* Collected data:
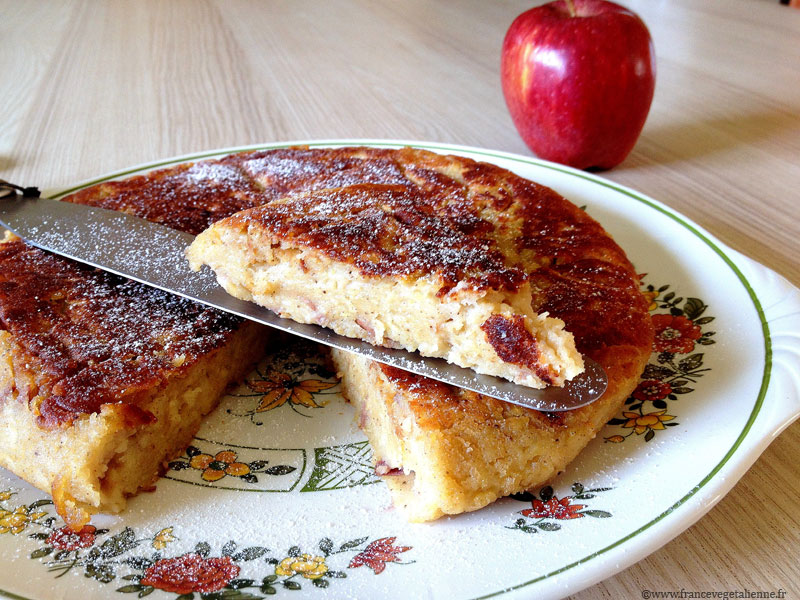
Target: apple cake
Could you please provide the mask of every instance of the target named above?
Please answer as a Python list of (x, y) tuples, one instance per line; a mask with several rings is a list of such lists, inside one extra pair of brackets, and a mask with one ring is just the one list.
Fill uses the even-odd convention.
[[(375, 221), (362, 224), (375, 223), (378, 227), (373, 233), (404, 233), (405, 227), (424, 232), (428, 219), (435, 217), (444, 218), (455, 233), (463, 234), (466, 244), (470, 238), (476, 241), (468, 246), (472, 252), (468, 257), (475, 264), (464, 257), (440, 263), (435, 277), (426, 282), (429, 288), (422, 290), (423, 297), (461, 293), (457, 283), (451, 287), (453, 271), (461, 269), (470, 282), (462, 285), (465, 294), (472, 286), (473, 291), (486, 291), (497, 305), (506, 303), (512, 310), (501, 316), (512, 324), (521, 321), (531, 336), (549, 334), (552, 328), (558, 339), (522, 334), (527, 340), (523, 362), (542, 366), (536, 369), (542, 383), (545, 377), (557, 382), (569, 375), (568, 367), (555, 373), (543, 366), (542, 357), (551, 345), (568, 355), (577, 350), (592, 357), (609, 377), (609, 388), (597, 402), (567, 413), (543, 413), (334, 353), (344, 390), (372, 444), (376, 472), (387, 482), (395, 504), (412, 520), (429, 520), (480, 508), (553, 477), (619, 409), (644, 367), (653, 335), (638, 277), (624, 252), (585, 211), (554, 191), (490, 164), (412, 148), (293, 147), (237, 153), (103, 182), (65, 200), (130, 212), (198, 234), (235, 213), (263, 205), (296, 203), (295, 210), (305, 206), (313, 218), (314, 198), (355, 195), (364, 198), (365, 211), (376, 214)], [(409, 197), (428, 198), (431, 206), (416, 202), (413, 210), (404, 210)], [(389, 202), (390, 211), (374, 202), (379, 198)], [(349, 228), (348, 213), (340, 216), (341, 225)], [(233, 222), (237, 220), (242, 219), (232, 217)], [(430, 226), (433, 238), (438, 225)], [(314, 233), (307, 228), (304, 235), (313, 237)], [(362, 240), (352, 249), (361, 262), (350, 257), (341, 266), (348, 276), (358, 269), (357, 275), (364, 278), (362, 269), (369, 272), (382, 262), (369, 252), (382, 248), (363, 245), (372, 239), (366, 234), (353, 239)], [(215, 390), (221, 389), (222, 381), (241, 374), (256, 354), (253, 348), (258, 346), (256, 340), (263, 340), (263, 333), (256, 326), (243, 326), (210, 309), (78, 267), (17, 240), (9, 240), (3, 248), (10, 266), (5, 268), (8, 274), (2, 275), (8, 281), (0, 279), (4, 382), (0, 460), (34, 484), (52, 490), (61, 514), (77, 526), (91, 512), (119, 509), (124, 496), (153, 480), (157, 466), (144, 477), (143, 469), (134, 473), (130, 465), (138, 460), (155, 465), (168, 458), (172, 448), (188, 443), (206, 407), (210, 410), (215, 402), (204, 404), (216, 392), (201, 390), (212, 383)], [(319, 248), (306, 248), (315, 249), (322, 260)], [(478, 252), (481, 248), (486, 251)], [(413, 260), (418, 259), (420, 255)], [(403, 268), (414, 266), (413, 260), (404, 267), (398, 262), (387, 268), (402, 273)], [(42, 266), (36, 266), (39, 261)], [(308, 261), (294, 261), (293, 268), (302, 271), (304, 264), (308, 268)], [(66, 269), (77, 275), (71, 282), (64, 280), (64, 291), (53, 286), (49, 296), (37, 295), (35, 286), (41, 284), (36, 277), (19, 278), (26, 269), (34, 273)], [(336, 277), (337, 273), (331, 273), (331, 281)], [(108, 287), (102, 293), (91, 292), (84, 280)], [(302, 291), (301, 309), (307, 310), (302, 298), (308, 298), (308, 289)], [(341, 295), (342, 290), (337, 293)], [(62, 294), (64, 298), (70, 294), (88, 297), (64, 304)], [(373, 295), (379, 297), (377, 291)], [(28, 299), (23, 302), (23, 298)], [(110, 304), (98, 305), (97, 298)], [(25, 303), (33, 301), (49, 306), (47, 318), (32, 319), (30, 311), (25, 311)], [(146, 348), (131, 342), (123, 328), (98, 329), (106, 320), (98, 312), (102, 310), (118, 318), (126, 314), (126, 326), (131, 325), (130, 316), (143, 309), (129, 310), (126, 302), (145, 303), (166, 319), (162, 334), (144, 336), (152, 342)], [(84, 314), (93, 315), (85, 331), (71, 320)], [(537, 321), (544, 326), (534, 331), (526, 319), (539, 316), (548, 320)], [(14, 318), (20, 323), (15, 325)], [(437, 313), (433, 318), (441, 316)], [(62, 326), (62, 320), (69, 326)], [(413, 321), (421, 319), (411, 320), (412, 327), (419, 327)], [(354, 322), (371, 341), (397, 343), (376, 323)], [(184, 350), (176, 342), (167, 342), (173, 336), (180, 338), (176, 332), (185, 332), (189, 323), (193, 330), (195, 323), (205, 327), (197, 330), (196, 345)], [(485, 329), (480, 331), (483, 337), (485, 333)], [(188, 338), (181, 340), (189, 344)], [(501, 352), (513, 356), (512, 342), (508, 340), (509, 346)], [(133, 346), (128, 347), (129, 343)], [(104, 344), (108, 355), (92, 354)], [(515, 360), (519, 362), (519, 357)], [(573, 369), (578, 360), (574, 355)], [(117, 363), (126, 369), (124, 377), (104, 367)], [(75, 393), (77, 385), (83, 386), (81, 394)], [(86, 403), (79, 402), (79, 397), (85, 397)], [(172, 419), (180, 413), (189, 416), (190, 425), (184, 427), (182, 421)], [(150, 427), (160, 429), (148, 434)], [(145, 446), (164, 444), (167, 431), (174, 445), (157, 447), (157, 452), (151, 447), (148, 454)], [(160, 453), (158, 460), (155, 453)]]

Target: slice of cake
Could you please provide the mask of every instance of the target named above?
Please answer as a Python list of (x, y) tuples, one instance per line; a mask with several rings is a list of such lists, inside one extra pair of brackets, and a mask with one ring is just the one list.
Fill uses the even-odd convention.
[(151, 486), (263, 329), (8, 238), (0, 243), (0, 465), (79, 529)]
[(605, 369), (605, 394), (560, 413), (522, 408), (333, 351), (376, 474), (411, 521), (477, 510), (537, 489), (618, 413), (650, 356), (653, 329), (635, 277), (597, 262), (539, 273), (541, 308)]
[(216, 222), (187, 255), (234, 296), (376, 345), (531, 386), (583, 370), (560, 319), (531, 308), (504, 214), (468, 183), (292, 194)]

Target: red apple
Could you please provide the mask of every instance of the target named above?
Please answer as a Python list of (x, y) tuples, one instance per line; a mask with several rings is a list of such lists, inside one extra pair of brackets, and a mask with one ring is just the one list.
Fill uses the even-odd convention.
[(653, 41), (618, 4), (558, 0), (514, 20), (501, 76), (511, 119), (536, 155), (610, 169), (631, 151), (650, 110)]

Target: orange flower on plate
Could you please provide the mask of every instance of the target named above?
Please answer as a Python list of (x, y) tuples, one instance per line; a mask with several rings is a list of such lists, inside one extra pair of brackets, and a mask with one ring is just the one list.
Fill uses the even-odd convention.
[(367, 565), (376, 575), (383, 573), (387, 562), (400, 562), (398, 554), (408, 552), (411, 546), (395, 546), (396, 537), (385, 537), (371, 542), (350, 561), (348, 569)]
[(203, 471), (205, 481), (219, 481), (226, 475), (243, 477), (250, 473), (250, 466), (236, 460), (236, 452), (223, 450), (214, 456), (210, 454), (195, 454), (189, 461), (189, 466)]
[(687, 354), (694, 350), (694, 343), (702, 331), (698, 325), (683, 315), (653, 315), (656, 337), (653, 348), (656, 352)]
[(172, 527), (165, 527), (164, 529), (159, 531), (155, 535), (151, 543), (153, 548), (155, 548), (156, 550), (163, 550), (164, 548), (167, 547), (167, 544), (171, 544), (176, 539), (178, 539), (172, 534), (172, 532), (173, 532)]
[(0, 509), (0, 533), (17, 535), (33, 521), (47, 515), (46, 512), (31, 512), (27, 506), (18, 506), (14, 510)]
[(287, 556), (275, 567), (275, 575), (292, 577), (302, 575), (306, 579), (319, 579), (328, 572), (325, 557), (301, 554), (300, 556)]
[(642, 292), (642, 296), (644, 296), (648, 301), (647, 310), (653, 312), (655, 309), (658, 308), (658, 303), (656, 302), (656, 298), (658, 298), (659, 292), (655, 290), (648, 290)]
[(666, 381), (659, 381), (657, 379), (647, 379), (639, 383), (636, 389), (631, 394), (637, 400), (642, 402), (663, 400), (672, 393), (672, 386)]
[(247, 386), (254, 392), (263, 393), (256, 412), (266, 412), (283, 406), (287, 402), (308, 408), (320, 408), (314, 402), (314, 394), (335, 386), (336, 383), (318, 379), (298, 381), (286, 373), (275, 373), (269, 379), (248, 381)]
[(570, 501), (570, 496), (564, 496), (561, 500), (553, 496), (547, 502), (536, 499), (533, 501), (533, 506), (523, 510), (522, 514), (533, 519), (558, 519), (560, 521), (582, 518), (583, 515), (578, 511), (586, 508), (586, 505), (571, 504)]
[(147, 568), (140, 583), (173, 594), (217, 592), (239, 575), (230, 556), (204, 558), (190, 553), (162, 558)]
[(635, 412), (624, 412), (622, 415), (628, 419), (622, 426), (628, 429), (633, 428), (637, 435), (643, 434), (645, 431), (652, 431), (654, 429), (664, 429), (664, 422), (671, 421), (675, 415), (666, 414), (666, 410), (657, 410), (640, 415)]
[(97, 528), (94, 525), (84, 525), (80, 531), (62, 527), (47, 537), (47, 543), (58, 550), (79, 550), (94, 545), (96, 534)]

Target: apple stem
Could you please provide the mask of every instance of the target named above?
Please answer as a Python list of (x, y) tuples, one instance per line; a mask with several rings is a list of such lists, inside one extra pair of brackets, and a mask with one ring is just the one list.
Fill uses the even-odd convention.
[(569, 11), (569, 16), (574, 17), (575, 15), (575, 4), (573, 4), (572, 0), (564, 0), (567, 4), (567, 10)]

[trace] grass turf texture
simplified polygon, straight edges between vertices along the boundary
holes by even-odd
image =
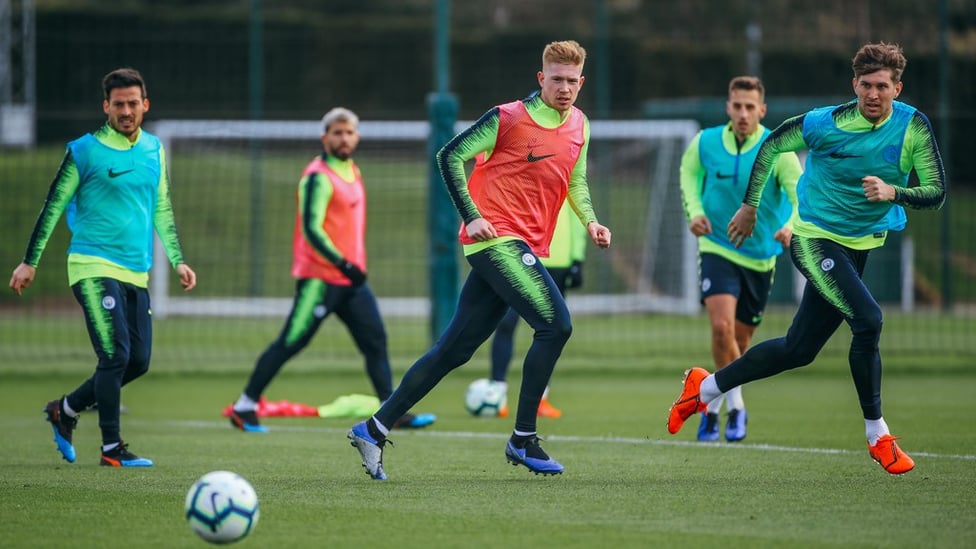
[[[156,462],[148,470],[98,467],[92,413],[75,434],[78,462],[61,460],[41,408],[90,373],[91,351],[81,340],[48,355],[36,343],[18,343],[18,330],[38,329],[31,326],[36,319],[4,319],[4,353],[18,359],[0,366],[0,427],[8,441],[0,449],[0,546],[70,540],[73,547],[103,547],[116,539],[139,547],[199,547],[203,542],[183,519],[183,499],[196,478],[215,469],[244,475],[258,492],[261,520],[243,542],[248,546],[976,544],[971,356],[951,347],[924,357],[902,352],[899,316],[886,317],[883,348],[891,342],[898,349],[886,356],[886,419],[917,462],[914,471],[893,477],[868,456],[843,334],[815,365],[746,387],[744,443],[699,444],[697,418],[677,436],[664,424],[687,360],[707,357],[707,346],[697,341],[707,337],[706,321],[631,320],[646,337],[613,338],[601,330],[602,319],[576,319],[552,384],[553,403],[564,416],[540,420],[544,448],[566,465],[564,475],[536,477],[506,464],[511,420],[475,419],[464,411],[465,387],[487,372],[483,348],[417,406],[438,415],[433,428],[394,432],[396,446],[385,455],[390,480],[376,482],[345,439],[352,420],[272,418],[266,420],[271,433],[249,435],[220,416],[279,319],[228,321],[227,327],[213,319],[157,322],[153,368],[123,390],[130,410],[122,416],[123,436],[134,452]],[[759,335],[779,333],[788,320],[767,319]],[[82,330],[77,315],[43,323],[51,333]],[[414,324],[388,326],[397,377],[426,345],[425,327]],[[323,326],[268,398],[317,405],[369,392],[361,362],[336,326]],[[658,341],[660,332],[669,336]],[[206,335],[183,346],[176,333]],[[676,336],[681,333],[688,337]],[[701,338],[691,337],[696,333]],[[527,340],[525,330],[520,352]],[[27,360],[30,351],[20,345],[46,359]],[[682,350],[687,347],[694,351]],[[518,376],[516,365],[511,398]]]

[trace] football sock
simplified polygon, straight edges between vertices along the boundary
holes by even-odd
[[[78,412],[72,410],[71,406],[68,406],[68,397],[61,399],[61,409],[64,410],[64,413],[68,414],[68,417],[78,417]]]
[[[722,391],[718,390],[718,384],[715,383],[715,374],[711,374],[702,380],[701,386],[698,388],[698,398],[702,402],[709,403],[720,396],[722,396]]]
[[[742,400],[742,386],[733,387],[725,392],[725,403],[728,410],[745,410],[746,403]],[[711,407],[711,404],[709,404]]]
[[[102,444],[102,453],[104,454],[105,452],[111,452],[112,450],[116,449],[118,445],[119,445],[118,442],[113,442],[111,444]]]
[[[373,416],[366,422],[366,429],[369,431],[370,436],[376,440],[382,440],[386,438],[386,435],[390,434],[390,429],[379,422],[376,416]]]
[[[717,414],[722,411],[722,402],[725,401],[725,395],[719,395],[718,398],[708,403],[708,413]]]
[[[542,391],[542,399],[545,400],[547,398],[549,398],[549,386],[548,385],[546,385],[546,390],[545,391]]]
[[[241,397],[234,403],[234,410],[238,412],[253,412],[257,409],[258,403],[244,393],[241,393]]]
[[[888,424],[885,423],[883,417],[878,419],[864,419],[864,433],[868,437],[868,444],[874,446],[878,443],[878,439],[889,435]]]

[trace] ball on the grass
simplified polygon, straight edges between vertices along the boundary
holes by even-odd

* WHAT YOU HAVE TO DO:
Each line of the entries above that contains "cake" is to be copied.

* EXPECTED OUTPUT:
Target: apple cake
Target: slice of cake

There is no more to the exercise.